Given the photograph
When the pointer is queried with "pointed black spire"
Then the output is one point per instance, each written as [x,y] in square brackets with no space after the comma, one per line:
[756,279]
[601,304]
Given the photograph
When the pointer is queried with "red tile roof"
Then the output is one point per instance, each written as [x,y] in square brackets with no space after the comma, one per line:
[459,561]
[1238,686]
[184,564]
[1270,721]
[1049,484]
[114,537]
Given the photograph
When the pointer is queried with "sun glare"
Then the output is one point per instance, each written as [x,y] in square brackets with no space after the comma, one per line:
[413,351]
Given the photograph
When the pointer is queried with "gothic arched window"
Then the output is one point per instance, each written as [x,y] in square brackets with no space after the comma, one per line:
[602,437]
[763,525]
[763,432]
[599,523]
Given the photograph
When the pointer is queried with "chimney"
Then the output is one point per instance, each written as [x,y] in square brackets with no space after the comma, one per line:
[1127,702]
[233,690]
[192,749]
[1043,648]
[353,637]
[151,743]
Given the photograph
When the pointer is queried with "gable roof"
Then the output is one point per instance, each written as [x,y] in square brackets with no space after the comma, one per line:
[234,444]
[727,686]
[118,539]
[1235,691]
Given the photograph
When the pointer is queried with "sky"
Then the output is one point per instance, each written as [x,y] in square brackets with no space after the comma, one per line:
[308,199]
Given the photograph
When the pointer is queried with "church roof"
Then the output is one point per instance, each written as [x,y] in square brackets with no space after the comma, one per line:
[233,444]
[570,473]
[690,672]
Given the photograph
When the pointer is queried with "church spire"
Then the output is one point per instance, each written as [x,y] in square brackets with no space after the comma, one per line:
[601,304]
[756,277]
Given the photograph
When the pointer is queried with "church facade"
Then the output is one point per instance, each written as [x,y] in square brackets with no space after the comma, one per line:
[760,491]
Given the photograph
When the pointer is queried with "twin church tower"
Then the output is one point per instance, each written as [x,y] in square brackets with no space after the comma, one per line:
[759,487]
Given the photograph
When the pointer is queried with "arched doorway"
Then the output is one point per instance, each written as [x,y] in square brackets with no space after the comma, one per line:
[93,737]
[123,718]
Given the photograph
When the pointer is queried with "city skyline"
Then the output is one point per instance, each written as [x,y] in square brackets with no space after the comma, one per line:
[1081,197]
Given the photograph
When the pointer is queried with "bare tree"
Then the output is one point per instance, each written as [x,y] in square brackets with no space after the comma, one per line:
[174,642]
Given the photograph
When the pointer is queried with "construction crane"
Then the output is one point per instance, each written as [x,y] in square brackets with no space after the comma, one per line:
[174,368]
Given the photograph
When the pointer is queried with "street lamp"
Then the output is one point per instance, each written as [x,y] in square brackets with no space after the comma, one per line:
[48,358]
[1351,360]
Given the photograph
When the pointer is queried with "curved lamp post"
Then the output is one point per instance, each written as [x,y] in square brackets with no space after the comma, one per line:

★ ★ ★ ★

## WORK INSTRUCTION
Locate all lines in the listing above with the word "spire" and copy them.

## TASK SOLUTION
When the pointer is queried with "pointed black spire"
When the pointer is queried with "church spire"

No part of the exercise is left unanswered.